Stated goal » Starting at the line that has "Exercise. Tag the purple" and stopping after the line that has "x=443, y=149", copy out the records below with "sample" changed to "model". Leave everything else unchanged.

Recorded information »
* * *
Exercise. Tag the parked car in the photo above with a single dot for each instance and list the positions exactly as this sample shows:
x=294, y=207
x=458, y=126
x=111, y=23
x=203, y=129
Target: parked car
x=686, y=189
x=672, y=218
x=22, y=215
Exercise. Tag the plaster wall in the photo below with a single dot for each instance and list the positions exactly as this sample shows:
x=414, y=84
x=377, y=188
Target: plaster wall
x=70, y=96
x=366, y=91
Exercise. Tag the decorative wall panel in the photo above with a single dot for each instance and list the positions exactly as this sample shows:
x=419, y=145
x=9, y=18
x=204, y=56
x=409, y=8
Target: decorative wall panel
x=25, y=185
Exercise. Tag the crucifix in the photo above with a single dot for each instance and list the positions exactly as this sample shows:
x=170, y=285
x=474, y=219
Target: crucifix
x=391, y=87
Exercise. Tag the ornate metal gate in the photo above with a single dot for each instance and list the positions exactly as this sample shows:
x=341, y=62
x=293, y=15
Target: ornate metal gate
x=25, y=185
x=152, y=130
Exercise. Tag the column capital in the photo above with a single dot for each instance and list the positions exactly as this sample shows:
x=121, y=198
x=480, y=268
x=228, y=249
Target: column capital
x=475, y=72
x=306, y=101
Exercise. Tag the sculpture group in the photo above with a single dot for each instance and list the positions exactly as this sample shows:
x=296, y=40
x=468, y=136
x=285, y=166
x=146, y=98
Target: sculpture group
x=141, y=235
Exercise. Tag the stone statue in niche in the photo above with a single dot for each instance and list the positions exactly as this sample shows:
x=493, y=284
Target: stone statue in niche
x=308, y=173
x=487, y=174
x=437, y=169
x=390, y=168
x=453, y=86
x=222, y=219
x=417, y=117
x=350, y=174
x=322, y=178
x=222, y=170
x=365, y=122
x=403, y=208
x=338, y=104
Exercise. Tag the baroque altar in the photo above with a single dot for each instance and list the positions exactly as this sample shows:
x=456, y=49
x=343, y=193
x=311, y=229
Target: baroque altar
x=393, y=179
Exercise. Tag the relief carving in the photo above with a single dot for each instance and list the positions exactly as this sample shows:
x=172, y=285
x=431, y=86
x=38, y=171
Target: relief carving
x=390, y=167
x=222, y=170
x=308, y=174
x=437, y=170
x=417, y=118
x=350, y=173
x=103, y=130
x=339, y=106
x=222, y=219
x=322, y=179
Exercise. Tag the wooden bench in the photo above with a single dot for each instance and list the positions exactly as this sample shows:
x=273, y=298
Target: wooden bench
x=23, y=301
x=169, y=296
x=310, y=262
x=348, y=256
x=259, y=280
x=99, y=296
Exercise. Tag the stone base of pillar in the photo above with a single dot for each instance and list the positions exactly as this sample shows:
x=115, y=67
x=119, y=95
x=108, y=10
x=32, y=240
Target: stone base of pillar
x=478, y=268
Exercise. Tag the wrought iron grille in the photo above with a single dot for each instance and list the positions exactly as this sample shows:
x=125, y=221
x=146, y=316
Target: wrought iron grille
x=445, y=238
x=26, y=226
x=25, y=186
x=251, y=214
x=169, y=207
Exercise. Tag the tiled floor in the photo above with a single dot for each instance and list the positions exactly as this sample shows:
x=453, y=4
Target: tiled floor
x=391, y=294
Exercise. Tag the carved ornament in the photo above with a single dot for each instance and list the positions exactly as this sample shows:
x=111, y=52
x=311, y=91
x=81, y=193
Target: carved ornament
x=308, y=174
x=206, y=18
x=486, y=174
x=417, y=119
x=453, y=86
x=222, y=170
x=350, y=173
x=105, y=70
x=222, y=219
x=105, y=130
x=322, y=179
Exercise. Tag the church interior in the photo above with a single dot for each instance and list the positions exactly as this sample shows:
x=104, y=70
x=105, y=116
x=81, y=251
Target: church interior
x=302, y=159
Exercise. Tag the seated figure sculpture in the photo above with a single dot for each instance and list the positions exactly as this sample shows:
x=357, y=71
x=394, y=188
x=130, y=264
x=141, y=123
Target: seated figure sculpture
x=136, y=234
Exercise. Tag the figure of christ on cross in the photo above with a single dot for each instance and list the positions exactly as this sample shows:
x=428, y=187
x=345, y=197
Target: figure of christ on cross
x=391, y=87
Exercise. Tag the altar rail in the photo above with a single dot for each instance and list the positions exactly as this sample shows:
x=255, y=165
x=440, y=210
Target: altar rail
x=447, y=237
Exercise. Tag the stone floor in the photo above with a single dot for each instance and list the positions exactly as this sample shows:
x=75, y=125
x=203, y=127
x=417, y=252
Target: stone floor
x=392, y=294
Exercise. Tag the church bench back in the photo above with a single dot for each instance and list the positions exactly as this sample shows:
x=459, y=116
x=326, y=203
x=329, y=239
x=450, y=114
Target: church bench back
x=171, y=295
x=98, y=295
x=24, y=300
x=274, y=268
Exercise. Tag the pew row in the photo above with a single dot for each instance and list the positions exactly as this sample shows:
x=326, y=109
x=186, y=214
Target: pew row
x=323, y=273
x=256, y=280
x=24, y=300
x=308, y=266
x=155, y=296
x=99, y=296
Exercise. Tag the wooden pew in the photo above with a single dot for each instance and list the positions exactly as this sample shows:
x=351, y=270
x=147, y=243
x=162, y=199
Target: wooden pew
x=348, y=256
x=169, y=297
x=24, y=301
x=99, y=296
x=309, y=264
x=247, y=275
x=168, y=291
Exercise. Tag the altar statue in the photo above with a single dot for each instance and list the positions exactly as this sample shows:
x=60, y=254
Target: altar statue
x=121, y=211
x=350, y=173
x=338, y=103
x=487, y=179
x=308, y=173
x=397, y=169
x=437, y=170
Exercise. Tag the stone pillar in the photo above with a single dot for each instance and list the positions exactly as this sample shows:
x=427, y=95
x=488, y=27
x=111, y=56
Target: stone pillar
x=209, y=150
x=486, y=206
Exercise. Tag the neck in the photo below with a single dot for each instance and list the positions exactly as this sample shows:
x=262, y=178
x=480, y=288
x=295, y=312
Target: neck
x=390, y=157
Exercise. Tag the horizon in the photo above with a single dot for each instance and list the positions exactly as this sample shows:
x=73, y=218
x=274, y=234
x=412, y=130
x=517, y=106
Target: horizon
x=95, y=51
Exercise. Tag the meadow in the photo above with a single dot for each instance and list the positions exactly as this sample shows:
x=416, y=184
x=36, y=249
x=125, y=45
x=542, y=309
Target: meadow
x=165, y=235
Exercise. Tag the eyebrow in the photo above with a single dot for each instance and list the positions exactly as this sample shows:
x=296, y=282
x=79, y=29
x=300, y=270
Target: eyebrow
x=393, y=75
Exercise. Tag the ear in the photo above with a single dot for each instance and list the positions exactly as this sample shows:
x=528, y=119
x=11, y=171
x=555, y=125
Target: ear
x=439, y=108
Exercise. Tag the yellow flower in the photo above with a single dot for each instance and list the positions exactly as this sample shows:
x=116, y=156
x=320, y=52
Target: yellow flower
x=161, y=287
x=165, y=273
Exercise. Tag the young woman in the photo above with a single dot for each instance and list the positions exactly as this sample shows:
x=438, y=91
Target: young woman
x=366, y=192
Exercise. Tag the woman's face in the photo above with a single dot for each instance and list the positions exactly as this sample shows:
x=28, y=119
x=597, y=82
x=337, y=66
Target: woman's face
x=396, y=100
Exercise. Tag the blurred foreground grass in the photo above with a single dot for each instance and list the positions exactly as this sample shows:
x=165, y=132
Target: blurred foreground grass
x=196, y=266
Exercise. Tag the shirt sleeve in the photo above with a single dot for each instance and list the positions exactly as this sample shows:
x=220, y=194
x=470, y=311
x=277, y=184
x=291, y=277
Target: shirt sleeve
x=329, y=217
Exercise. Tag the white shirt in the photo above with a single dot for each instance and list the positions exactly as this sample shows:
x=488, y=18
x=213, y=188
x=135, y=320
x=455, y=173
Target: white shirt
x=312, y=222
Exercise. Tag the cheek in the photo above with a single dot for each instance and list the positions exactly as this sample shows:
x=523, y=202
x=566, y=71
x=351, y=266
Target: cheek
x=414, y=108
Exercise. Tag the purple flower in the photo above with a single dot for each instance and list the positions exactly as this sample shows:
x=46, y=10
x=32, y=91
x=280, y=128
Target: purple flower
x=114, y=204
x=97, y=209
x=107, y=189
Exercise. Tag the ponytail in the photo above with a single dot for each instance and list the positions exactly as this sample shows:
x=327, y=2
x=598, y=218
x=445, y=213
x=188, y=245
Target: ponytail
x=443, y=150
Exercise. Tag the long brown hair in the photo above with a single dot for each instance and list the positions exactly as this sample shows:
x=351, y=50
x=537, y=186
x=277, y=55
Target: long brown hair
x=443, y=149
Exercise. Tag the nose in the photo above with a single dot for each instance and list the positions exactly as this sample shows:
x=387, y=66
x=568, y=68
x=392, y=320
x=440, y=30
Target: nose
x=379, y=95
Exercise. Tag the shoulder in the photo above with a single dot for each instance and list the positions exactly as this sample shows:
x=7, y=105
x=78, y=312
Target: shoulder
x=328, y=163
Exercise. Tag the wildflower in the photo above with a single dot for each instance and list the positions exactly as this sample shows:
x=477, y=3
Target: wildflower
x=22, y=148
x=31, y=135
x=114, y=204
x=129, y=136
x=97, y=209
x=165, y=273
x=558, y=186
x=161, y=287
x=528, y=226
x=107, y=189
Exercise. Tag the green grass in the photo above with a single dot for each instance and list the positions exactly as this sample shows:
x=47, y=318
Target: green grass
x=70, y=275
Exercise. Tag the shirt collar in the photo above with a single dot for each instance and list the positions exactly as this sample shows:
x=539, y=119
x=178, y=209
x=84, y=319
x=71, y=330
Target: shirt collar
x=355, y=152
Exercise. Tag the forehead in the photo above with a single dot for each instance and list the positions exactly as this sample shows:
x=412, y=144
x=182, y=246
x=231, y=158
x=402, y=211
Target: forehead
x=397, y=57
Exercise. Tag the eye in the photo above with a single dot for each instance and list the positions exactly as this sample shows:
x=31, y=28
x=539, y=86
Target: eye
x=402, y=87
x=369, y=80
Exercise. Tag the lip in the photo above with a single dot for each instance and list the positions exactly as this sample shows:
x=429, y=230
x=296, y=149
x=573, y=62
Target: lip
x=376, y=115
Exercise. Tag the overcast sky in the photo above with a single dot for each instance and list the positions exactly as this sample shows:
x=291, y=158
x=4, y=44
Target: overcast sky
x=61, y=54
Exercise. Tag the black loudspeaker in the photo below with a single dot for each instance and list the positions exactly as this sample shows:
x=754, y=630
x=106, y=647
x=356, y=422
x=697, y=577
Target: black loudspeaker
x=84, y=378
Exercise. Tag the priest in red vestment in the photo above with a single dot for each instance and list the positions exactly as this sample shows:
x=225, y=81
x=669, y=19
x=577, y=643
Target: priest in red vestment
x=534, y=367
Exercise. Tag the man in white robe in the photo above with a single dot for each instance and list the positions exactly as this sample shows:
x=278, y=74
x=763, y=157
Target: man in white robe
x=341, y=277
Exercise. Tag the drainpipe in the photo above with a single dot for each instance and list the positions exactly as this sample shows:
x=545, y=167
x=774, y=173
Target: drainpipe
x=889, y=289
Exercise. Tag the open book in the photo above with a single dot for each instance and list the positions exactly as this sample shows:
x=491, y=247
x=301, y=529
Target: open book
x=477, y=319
* * *
Task solution »
Exercise. Tag the purple flower in the photo above with a single dot for each instance and list the positions exactly as this model shows:
x=46, y=10
x=32, y=91
x=280, y=128
Target: purple flower
x=114, y=204
x=97, y=209
x=107, y=189
Exercise. Tag the ponytail in the photo above with a single dot for each instance and list the positions exactly as this model shows:
x=327, y=2
x=598, y=218
x=445, y=213
x=188, y=245
Target: ponytail
x=443, y=150
Exercise. Tag the long brown hair in the photo above with a single dot for each instance and list the positions exactly as this model shows:
x=351, y=50
x=537, y=186
x=277, y=55
Target: long brown hair
x=443, y=149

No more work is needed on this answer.